[Items for identifying locations]
════════════════
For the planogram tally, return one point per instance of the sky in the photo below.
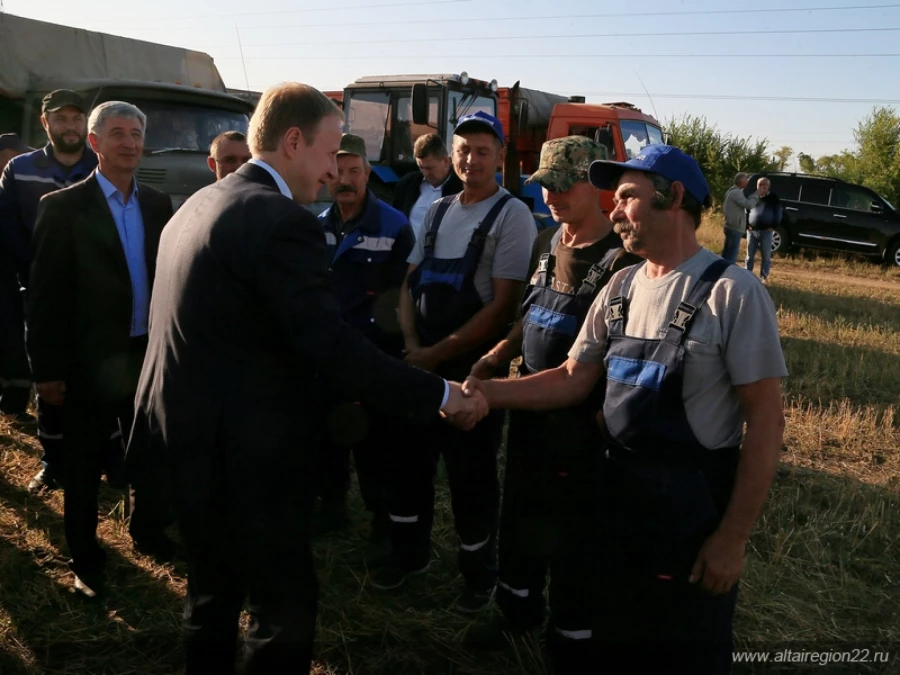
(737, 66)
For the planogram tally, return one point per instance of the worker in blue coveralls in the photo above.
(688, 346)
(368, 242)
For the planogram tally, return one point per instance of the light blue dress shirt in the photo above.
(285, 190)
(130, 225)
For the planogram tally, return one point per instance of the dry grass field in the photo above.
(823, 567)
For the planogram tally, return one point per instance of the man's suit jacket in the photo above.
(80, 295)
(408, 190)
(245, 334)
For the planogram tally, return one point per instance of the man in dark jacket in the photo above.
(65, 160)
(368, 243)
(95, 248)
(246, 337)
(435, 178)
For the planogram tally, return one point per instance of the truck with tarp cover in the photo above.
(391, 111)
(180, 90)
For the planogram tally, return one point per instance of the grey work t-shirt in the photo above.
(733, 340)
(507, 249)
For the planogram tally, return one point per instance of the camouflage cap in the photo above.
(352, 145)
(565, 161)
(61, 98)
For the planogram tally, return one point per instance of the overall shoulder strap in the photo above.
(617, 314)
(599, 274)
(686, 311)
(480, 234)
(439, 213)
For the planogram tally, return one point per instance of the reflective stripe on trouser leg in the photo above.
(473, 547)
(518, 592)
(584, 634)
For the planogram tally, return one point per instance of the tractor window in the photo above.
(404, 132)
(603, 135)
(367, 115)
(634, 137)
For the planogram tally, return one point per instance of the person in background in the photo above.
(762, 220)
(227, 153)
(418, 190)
════════════════
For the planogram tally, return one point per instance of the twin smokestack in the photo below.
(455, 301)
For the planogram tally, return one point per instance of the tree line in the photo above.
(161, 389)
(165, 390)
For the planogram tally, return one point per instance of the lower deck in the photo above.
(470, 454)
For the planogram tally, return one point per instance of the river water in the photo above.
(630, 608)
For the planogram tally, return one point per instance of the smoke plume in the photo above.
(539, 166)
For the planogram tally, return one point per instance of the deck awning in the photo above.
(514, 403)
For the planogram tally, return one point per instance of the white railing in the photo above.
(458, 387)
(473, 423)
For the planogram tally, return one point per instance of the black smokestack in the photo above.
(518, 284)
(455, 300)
════════════════
Show every line in the items above that contains the string "below", matching case exactly.

# Result of the task:
For the planogram tally, return one point per instance of the sky in the photo below.
For the planogram tally, return one point per instance of the twin smokestack in the photo below.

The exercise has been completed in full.